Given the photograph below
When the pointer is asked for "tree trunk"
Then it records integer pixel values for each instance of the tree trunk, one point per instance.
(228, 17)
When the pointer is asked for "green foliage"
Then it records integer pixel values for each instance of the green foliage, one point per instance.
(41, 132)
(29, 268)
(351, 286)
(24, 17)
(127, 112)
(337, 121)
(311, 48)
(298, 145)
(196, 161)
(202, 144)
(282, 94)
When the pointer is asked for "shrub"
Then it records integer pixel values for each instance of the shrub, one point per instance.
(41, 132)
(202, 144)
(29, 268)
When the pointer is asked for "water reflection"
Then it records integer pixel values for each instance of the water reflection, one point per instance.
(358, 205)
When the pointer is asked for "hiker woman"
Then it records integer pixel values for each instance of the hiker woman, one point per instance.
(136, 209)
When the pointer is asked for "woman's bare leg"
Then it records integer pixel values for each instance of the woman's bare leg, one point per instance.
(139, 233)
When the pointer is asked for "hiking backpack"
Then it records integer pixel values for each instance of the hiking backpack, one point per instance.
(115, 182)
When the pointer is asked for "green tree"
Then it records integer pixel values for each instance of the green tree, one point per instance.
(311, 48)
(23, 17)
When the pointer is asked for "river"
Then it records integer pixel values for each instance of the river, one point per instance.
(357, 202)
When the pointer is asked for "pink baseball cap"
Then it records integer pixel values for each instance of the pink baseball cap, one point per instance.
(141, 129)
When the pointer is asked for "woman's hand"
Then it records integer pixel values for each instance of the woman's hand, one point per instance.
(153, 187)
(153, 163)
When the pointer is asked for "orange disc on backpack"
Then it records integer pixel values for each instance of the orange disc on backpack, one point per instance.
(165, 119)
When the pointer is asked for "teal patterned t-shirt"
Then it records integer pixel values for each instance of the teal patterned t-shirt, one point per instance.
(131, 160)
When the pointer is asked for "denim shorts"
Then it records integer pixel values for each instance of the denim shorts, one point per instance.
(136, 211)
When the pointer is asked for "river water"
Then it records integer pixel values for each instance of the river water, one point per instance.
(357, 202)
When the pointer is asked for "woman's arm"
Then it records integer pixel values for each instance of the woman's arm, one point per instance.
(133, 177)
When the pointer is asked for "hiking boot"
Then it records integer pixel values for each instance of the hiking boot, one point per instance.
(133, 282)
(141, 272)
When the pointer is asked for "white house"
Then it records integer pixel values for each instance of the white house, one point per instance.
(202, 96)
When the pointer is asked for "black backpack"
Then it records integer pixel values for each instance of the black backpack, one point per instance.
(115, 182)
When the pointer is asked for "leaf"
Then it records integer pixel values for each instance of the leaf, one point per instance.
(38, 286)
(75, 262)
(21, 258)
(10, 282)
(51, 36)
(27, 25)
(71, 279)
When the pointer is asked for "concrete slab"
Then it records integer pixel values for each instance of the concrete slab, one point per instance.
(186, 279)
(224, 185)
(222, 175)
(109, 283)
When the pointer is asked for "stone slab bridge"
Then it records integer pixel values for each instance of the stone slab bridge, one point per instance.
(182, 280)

_TASK DIRECTIONS:_
Your task is to copy all of the entries exactly.

_EXERCISE RESULT:_
Given the photograph below
When the pointer is asked for "tree trunk"
Then it records integer pixel values for each instance of the tree trunk, one point per instance.
(228, 17)
When the pointer is asked for "green foliage"
Then it records integer pixel values for each instance of the green foliage, one point per instance.
(41, 132)
(29, 268)
(351, 286)
(24, 17)
(127, 112)
(337, 121)
(311, 48)
(298, 145)
(196, 161)
(202, 144)
(282, 94)
When the pointer is asked for "shrub"
Then it records integer pixel values for each instance of the shrub, one point per instance.
(41, 132)
(202, 144)
(29, 268)
When the pointer is asked for "water reflection"
Then it records integer pixel values for each instance of the water reflection, one point per instance.
(358, 205)
When the pointer is asked for "hiker woman"
Then it records integer pixel values for each instance of the hiker woman, one point per instance.
(136, 209)
When the pointer is asked for "woman's bare leg"
Then it records integer pixel values for each instance of the woman's bare leg, one point per instance.
(139, 233)
When the pointer is asked for "hiking backpack"
Then it records integer pixel values for each instance of the hiking backpack, one point per instance.
(115, 182)
When the pointer is asked for "green tree"
Then it records integer pixel values for each instance of the green tree, one point per instance.
(311, 48)
(23, 17)
When the pointer is asked for "river"
Then it records integer pixel values for each instance of the river, one point per instance.
(357, 202)
When the pointer is asked for "pink baseball cap"
Then it records integer pixel values for each instance of the pink baseball cap, one point per instance.
(141, 129)
When the pointer is asked for "woman's hand"
Then it records integer pixel values for each instance of the woman's hand, one point per instance.
(153, 187)
(153, 163)
When the pointer is asked for "orange disc on backpack"
Then it records integer pixel values for each instance of the orange disc on backpack, one point per instance.
(165, 119)
When the pointer is asked for "teal patterned t-shirt"
Then it records integer pixel values for each instance of the teal patterned t-shirt, one point per instance.
(131, 160)
When the pointer is asked for "denim shorts"
Then it records integer pixel values for each instance of the denim shorts, one point per instance.
(136, 211)
When the pointer is asked for "river water"
Then it records integer pixel values for each instance of the river water, one point per instance.
(357, 202)
When the pointer is asked for "woman's arm"
Then it records integer pixel values for each instance of the woman's arm, one point per instance.
(133, 177)
When the pointer is asked for "hiking boot"
Then it records integer pixel values for each instance of the hiking boot, one point per instance.
(133, 282)
(141, 272)
When the pointer is asked for "white house"
Then it records integer pixel values for each instance of the white house, one point per instance.
(202, 96)
When the pointer is asked for "black backpack"
Then it records integer pixel values for each instance of the black backpack, one point per instance.
(115, 182)
When the pointer is asked for "leaf"
Then it records integer pixel values for each instance of the leaf, one point per instance.
(38, 286)
(75, 262)
(21, 258)
(10, 282)
(51, 36)
(27, 25)
(71, 279)
When the pointer is asked for "concrete slab"
Then it records integer pixel values for each instance of the concrete slab, one point per instance.
(186, 279)
(224, 185)
(222, 175)
(109, 283)
When the pointer is asked for "stone slab bridge"
Then it records integer pixel values for each instance of the stone slab bridge, one point per instance.
(182, 280)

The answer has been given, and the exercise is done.